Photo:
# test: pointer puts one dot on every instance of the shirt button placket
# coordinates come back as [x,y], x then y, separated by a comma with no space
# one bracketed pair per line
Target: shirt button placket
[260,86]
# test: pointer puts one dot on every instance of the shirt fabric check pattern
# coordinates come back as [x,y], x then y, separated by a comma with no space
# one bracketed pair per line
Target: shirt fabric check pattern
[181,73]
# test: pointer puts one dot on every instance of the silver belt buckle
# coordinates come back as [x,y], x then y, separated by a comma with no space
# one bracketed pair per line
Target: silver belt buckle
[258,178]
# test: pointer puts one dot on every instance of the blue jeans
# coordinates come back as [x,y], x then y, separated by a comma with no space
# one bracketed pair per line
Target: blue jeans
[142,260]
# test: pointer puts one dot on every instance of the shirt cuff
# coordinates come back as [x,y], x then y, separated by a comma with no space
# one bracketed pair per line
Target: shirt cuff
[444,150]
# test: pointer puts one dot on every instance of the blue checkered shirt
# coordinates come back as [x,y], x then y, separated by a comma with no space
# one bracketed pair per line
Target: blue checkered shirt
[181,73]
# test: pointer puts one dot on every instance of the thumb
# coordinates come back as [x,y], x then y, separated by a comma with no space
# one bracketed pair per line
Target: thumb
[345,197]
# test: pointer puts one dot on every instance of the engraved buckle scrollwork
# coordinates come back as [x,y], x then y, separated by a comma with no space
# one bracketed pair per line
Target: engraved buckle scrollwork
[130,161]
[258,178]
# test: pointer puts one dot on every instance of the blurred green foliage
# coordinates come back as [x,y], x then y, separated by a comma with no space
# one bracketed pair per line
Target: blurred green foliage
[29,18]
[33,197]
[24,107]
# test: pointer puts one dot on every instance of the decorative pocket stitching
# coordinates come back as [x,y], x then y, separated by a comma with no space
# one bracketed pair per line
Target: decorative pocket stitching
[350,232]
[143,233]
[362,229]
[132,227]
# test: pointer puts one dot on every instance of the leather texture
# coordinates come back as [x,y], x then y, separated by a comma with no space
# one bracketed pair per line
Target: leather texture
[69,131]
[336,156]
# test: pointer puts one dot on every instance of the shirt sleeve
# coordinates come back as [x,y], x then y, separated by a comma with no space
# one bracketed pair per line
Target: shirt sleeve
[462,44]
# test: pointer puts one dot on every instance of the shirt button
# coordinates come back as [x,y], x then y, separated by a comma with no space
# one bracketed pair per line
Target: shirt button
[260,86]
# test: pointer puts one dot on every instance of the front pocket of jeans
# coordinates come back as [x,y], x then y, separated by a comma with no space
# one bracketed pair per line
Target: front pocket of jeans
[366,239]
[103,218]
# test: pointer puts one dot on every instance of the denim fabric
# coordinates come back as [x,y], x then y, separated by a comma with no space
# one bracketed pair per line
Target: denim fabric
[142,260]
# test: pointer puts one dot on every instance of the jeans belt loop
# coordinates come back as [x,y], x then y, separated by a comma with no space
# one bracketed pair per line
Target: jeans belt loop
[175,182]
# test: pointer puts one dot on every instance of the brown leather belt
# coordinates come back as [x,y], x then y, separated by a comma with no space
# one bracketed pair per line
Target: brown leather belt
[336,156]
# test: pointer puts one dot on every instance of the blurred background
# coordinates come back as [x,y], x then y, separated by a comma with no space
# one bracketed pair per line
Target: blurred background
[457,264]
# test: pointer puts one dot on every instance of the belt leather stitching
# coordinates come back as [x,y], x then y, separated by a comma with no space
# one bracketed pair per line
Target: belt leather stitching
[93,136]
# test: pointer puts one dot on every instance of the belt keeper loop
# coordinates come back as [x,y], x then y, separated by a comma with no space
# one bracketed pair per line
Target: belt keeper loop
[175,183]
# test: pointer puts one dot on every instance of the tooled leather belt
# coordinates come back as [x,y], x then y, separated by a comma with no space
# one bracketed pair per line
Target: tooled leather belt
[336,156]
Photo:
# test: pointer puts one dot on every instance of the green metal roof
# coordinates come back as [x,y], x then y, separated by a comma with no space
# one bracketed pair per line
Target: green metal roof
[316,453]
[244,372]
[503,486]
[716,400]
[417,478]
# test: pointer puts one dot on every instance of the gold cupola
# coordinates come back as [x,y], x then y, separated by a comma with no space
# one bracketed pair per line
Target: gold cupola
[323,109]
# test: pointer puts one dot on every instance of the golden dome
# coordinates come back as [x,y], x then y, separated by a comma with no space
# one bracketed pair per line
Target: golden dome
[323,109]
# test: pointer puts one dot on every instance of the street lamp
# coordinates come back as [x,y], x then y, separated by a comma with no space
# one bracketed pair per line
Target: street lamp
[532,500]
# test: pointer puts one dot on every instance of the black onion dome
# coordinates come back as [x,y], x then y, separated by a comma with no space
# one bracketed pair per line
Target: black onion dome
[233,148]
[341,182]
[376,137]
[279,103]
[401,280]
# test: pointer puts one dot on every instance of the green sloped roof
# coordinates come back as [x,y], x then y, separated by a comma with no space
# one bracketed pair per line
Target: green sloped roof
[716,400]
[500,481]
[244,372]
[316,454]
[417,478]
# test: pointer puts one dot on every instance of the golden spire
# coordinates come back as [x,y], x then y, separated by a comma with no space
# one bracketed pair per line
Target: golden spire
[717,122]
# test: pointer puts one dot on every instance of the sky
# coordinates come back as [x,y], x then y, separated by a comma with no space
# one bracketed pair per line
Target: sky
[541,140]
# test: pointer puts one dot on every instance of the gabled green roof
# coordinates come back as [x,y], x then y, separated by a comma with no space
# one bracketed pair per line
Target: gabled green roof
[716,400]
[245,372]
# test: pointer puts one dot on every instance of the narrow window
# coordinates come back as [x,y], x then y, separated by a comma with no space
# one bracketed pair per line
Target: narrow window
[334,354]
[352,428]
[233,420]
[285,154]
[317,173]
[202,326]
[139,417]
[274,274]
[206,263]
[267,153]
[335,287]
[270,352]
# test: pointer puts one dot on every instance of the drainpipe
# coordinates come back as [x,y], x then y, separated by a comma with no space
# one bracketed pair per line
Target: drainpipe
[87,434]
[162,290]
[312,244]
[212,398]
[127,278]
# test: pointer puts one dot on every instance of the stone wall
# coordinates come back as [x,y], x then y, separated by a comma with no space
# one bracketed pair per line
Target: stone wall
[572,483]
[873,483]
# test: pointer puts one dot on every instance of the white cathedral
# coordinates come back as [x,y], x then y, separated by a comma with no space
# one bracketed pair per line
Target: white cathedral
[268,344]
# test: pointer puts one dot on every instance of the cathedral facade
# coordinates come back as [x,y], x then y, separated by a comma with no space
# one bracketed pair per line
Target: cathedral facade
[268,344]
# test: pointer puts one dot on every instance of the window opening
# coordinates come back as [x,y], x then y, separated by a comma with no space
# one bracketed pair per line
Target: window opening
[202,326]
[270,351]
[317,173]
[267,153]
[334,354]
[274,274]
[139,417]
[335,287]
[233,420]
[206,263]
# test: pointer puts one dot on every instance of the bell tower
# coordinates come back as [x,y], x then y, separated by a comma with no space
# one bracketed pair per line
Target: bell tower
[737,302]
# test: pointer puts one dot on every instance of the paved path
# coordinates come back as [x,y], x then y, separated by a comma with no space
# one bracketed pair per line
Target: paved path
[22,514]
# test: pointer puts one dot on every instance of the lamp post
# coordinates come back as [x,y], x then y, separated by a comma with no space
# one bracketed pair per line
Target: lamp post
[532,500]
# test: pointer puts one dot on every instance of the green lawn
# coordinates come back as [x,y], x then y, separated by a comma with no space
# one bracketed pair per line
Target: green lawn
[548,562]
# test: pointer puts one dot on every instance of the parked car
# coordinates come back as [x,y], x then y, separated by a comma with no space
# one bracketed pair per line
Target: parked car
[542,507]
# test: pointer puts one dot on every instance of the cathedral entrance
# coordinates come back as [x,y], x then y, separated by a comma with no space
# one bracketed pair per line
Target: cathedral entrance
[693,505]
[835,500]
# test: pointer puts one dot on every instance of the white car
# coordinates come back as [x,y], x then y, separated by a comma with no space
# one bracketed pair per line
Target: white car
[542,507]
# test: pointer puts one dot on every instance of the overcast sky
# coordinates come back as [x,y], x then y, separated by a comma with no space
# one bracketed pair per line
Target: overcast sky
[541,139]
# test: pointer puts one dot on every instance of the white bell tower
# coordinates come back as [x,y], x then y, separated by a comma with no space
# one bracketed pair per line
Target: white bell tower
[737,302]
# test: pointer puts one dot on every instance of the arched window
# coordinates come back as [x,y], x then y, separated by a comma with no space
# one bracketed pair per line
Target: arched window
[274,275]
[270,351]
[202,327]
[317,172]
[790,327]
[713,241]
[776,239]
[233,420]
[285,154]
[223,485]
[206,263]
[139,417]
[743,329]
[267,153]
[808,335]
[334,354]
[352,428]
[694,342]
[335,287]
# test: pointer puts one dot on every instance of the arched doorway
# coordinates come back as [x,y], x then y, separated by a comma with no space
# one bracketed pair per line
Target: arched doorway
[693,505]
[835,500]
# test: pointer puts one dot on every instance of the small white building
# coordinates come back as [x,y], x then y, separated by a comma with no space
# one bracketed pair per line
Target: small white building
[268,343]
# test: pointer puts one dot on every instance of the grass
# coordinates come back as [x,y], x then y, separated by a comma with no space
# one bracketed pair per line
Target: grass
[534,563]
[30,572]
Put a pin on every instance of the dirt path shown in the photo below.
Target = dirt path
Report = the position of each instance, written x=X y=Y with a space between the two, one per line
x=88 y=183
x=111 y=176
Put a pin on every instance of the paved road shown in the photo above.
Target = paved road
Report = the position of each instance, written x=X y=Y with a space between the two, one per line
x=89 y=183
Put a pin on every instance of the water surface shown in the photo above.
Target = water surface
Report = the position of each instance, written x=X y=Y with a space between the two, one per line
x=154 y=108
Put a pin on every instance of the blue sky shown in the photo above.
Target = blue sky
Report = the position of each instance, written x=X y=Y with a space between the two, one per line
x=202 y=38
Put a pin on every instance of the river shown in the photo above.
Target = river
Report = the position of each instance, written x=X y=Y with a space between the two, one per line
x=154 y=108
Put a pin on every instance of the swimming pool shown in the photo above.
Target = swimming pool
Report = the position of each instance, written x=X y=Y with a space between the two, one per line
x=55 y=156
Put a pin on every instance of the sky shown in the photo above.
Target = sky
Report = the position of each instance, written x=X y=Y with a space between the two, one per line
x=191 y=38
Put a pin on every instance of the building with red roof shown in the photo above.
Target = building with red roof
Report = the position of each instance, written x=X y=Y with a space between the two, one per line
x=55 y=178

What the task asks: Extract, exactly, the lines above that begin at the line containing "Put a pin on every instance of the water" and end at the final line of the records; add no other text.

Exercise solution:
Put a pin on every instance of the water surface shown in the photo above.
Target = water surface
Report = the position of each instance, written x=X y=Y with a space between the two, one per line
x=154 y=108
Put a pin on every instance of the blue sky shown in the photo above.
Target = blue sky
Report = the position of each instance, written x=X y=Y with a space between the two, one per line
x=202 y=38
Put a pin on every instance of the river shown in the photo above.
Target = river
Report = the position of each instance, written x=X y=Y with a space between the two, one per line
x=154 y=108
Put a pin on every instance of the swimming pool shown in the photo above.
Target = swimming pool
Report = the position of each instance, written x=X y=Y with a space between the two, one per line
x=55 y=156
Put a pin on every instance of the sky shown in the photo above.
Target = sky
Report = the position of each instance, written x=X y=Y with a space between the two, one per line
x=191 y=38
Put a pin on every instance of the building with red roof shown in the photo above.
Target = building with red roof
Report = the position of each instance, written x=X y=Y with a space between the two, one per line
x=55 y=178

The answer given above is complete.